Exercise directions: Reproduce the stretch from "The problem is, that" through "line feed codes).", word for word, from the passage on lossless compression below.

Page extract:
Thank's for your input, I am aware that I am stubborn about lossless format but I will try out the advice you all provided here.....and maybe read more about lossless. But I can't understan how it works
how can you reduce a file to another format and compress the data, and then restore it again...and where is the converting taking place when listening.....I'm might be stupid but how can you eat half the cake and then have it again

The same way a ZIP file works.  When you compress Word files and executable files and Excel spreadsheets into a ZIP file, they get smaller, but then when you open the ZIP file, they expand to be EXACTLY the same as they were before they were compressed.  If the files had changed at all, they wouldn't work!  You can't have a EXE file changing every time you ZIP it!  That wouldn't work.

The reason it works is because there is a LOT of redundant data in computer files of all sorts.  For example, imagine a simple text file, like this text that I'm writing here.  The way "normal" uncompressed text works is that the computer stores an ASCII code (or unicode, more commonly now) for each character in the file, and keeps them in a "string".  That "string of codes" is what is written to disk when you save a plain text file.  So, in ASCII, for each "A" character it stores the number 65, for each "b" character it stores a "98", for each "space" it stores a 32, and for each new line it stores a "10".  When you read this "string" of codes back into the system from the file on disk, the ASCII interpreter can perfectly reconstruct your text block, with all of the spacing and blank lines and letters in their proper case and place.  That's a simple, dumb, uncompressed encoding.

The problem is, that for each and every single "space" in your original text, the computer stores another 32.  So, if you type out 15 spaces in a row, it actually stores 15 "32s" in a row in the saved file.  Same goes for all letters and characters in your document.  If you have 32 blank lines, it actually stores 64 separate character codes (32 carriage return codes, and 32 line feed codes).

Listed records:
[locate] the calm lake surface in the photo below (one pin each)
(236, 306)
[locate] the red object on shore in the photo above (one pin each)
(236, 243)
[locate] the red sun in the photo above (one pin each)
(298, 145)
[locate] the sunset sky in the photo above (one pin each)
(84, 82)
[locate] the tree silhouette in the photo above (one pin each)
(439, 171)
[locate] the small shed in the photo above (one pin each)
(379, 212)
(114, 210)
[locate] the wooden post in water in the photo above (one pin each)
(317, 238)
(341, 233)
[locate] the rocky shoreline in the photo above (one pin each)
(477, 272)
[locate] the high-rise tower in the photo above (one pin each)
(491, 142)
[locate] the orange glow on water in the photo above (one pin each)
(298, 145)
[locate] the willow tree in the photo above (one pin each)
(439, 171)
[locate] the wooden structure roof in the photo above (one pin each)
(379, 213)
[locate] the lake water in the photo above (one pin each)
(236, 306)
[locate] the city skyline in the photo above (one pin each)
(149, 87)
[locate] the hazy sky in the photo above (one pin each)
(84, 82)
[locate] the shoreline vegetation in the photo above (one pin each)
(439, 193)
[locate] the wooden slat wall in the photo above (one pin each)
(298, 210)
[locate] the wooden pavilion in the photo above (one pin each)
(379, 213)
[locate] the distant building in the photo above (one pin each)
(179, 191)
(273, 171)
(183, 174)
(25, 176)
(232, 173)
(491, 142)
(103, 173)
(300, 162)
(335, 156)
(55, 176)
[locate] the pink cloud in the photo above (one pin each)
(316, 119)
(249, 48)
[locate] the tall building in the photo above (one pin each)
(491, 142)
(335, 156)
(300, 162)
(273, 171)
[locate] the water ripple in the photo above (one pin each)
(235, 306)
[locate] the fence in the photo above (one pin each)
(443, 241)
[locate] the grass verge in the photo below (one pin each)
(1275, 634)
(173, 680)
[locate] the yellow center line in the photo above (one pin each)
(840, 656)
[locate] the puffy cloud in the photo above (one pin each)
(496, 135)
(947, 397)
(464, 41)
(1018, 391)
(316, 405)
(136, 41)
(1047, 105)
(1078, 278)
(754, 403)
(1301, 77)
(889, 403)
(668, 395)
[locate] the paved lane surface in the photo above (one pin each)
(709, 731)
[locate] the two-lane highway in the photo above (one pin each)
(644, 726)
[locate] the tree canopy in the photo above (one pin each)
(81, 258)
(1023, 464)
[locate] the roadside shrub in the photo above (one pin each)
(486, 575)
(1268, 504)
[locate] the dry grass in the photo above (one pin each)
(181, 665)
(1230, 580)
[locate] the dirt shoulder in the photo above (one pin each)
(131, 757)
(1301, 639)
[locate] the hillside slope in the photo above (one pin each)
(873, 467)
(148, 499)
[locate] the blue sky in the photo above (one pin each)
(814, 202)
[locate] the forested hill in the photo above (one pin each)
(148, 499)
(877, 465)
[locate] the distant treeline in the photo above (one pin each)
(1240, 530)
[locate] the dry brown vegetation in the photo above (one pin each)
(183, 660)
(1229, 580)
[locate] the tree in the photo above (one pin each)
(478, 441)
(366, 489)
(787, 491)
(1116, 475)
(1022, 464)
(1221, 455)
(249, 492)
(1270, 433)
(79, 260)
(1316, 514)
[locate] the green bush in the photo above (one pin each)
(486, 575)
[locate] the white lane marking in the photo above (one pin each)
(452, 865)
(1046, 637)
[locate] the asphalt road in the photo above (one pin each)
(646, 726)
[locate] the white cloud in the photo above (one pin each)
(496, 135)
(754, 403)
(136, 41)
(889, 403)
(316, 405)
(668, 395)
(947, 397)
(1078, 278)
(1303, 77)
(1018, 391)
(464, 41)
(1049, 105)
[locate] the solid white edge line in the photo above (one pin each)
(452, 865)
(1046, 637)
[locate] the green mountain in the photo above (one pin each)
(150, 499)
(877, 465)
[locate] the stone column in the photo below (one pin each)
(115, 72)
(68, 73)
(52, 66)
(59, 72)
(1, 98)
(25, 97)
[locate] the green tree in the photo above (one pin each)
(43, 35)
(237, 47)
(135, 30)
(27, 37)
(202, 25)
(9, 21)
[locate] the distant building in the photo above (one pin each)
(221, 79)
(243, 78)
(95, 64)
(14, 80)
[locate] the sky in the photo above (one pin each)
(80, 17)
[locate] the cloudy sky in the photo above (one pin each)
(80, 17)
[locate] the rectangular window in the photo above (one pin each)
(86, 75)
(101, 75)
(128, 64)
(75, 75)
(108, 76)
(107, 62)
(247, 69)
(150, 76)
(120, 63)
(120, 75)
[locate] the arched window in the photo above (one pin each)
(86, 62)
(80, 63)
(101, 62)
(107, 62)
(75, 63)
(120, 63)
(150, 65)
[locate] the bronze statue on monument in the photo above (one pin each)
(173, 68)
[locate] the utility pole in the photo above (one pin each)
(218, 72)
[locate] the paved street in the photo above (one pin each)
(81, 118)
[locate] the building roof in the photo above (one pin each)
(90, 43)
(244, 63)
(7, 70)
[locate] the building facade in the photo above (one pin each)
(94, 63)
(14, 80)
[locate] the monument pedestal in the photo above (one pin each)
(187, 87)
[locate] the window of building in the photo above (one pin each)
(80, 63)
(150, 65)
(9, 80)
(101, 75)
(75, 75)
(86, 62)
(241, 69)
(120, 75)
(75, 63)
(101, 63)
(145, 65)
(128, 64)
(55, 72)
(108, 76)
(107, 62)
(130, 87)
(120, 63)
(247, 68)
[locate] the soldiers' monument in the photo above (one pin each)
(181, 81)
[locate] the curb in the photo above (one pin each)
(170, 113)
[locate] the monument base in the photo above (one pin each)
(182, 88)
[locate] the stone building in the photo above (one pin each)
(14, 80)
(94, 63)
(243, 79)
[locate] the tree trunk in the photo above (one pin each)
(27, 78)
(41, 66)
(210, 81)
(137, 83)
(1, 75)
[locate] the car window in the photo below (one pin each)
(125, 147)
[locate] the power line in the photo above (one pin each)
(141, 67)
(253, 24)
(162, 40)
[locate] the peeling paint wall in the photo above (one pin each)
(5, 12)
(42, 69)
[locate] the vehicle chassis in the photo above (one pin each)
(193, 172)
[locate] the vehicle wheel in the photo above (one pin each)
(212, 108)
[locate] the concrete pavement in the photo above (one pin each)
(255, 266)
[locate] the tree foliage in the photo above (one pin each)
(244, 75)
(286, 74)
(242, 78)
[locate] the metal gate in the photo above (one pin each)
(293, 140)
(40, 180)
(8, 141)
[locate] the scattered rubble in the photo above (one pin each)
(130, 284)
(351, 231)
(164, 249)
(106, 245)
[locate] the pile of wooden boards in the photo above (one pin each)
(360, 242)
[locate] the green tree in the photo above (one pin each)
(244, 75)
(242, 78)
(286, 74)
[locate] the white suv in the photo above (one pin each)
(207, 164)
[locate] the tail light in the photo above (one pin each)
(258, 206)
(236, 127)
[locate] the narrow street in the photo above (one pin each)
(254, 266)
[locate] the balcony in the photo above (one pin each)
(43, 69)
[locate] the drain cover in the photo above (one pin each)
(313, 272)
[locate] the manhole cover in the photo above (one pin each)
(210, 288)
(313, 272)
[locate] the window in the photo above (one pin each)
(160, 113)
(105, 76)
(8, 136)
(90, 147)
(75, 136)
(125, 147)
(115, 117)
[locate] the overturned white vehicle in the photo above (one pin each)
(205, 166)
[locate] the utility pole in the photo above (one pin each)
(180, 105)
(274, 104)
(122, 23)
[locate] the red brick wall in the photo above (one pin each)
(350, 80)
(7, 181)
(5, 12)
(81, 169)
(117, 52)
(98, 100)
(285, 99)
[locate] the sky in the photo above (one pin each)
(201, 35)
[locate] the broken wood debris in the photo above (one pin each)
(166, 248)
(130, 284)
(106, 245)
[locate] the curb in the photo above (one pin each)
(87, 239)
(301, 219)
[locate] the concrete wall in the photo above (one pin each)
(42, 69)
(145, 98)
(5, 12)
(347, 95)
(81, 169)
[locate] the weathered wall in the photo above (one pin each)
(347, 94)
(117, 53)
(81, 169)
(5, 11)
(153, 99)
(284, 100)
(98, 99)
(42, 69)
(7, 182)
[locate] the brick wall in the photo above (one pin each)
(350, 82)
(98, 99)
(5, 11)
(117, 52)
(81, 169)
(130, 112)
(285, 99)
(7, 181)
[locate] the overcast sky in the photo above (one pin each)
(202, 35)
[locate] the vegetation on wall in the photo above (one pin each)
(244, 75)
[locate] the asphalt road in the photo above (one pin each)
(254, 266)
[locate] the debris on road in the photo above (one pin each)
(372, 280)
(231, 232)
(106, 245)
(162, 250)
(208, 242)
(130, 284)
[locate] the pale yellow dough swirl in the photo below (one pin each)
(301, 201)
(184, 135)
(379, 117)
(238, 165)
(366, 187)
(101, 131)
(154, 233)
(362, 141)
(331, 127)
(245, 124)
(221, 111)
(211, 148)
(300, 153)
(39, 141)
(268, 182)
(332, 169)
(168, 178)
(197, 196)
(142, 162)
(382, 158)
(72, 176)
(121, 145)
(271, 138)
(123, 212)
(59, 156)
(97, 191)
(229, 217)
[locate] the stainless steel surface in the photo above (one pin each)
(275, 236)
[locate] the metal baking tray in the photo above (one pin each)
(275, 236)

Solution:
The problem is, that for each and every single "space" in your original text, the computer stores another 32.  So, if you type out 15 spaces in a row, it actually stores 15 "32s" in a row in the saved file.  Same goes for all letters and characters in your document.  If you have 32 blank lines, it actually stores 64 separate character codes (32 carriage return codes, and 32 line feed codes).